__Records from a data collection__.
● ● ● ● ●
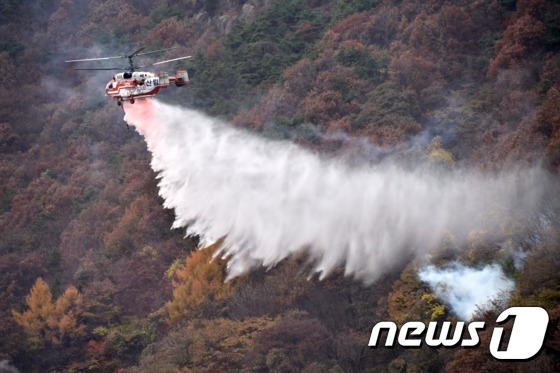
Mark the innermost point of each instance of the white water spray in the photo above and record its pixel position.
(272, 199)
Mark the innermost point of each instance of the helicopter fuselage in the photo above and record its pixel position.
(128, 86)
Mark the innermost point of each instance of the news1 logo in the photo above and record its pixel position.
(525, 341)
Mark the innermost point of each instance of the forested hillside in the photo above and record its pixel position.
(92, 278)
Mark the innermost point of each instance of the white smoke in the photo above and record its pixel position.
(465, 289)
(273, 199)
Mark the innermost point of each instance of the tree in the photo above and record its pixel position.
(40, 310)
(54, 322)
(200, 283)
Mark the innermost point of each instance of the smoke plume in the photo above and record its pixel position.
(273, 199)
(465, 288)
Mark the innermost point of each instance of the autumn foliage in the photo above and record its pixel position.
(451, 84)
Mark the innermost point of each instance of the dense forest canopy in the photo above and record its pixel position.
(91, 276)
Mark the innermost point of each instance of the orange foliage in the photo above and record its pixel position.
(520, 38)
(53, 321)
(169, 32)
(201, 281)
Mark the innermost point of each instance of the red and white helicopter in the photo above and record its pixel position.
(133, 84)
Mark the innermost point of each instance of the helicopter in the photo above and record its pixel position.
(131, 83)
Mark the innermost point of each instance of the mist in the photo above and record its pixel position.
(270, 200)
(465, 289)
● ● ● ● ●
__Exercise prompt__.
With the pictures stripped out, return each record word for word.

__Response area__.
Mark the innermost point of each instance of the white water spray in the photo above and record its pixel position.
(272, 199)
Mark the innermost point of each instance of the helicopter fuselage in the photo above and record its pixel position.
(128, 86)
Mark the innermost point of each instance of the news1 logo in the photo above and record its pixel position.
(525, 341)
Mark the innermost point of each instance of the forested hillside in the photo above and record its pixel position.
(92, 278)
Mark the innermost point of each instance of the white smoke in the photo above and record its pixel position.
(465, 289)
(273, 199)
Mark the innermost point of each instance of the tree in the photo above and record its pixel position.
(40, 310)
(54, 322)
(200, 283)
Mark the innermost point of each instance of the smoke plume in the photo above and record its pixel position.
(273, 199)
(465, 288)
Mark the innermost point of each instance of the autumn foliage in the photo above and record its pixel position.
(451, 84)
Mark the innermost point of each instance of the dense forest canopy in the photo above and record its pixel position.
(91, 276)
Mark the innermost point of each instance of the orange foliage in the photo above and record its pixel position.
(520, 38)
(53, 321)
(169, 32)
(201, 281)
Mark the innermost point of each instance of the red and white helicopter in the photo above and record its pixel position.
(133, 84)
Mark the innermost point of each instance of the helicopter in the photo above and record its pixel position.
(131, 83)
Mark the innermost point of each instance of the mist in the photo above and record its pixel position.
(270, 200)
(465, 289)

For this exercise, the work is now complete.